» Instructions for the task: Print the lines below word for word.

» Records for processing:
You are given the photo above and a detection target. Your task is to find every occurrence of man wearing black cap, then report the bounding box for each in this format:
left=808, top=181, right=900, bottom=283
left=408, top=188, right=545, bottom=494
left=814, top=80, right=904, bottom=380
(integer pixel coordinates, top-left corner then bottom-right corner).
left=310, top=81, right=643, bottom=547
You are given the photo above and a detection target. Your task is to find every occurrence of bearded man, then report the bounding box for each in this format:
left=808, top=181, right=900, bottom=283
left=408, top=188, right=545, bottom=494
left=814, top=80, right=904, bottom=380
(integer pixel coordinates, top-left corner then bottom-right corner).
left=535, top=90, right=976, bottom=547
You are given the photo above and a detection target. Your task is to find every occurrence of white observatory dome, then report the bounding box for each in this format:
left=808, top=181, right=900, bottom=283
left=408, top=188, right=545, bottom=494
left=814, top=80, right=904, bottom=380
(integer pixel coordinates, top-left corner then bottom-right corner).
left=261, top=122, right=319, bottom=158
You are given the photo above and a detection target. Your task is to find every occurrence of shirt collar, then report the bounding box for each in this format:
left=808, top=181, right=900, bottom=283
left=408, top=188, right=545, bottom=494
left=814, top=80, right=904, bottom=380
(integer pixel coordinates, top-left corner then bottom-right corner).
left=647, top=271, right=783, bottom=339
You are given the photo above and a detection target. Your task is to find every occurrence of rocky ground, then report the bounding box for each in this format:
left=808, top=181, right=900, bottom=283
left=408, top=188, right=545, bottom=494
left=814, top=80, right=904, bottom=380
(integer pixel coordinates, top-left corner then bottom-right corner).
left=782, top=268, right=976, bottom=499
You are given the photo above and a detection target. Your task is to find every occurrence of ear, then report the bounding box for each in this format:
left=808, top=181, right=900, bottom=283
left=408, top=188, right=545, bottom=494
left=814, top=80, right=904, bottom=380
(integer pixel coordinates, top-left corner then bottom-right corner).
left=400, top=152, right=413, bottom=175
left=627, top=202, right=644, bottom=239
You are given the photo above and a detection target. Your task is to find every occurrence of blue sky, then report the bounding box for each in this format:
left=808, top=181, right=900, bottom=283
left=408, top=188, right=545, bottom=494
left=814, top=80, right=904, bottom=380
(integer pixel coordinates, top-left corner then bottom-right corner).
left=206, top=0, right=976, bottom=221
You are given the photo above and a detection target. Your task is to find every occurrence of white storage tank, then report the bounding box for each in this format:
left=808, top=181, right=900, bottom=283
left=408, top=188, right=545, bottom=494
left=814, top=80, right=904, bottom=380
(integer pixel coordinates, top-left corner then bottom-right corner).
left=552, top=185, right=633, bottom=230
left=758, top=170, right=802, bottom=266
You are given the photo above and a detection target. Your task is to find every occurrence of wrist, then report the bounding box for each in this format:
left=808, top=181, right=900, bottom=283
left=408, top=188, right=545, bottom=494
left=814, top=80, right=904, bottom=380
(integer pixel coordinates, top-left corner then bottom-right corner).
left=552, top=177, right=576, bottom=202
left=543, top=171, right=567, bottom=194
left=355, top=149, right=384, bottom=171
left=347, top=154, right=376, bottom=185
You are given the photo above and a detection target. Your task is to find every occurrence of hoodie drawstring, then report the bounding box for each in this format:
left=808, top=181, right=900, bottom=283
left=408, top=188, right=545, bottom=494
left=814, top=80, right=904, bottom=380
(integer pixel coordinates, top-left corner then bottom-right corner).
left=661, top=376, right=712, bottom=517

» Worked answer:
You are given the photo above and a detection target. Your task is to find every occurrence of man wearing black cap, then report the bounding box for each in this format:
left=808, top=181, right=900, bottom=283
left=408, top=188, right=545, bottom=494
left=814, top=80, right=904, bottom=380
(integer pixel coordinates, top-left corner then bottom-right corner).
left=310, top=81, right=643, bottom=547
You are given the photo above and a detection target. Your task is to find every occurrence of bearded man, then report the bounding box for each in this format:
left=808, top=181, right=900, bottom=283
left=408, top=188, right=545, bottom=494
left=814, top=80, right=904, bottom=380
(integer pixel coordinates, top-left corner then bottom-right corner).
left=535, top=90, right=976, bottom=547
You are given the photo above and a detection target. Your task is to find every occurrence of white observatory dome, then report the bounding box for each in this format:
left=808, top=181, right=900, bottom=283
left=408, top=188, right=545, bottom=494
left=814, top=80, right=904, bottom=380
(integer pixel coordinates, top-left corner then bottom-right corner).
left=261, top=122, right=319, bottom=158
You are given the photo above and a detection target. Your task is to find every occurrence of shirt collar, then report the bounding box for each in this format:
left=808, top=181, right=900, bottom=283
left=408, top=188, right=545, bottom=494
left=814, top=80, right=904, bottom=380
(integer pixel coordinates, top-left corner then bottom-right corner).
left=647, top=271, right=783, bottom=339
You are given the photo above and a detection target. Your task is to find every occurrence of rocky ground, then report the bounding box for each in this format:
left=808, top=181, right=900, bottom=283
left=408, top=188, right=545, bottom=494
left=814, top=80, right=904, bottom=380
(integer pixel coordinates, top-left corner then bottom-right corner).
left=782, top=268, right=976, bottom=499
You are given the photo above and a detection target. Your task is to find every occurrence of ear, then report the bounding box for each in this format:
left=808, top=181, right=900, bottom=283
left=408, top=188, right=545, bottom=494
left=814, top=80, right=904, bottom=380
(integer pixel coordinates, top-left corner then bottom-right corner).
left=400, top=152, right=413, bottom=175
left=627, top=202, right=644, bottom=239
You are given the photo above and a detection target. Your task is to find every occurrence of blue sky, then report the bounding box for each in this format:
left=808, top=181, right=900, bottom=283
left=408, top=188, right=545, bottom=494
left=814, top=80, right=904, bottom=380
(integer pixel coordinates, top-left corner then bottom-right corner).
left=206, top=0, right=976, bottom=221
You are given the photo above and a detection target. Your task is to find every occurrence of white storage tank, then report the bounding box for each in this format:
left=808, top=181, right=900, bottom=283
left=408, top=188, right=545, bottom=494
left=814, top=80, right=904, bottom=380
(integer pixel coordinates, top-left corner then bottom-right corner).
left=552, top=185, right=633, bottom=230
left=758, top=170, right=802, bottom=266
You are given the photo above and a detection target. Your task is to find every occurrence of wrist, then report the bounding box for each in this format:
left=808, top=181, right=900, bottom=283
left=408, top=188, right=545, bottom=494
left=814, top=80, right=904, bottom=380
(integer pixel coordinates, top-left corner then bottom-right corner).
left=552, top=177, right=576, bottom=202
left=543, top=171, right=567, bottom=194
left=355, top=149, right=384, bottom=171
left=347, top=154, right=376, bottom=185
You are given the photo above and a detection target. Your task is to find every occurrence of hoodie drawstring, then report the bounding box for each in this format:
left=808, top=181, right=900, bottom=283
left=408, top=188, right=545, bottom=494
left=814, top=80, right=904, bottom=380
(integer pixel coordinates, top-left corner then bottom-right corner).
left=661, top=376, right=712, bottom=517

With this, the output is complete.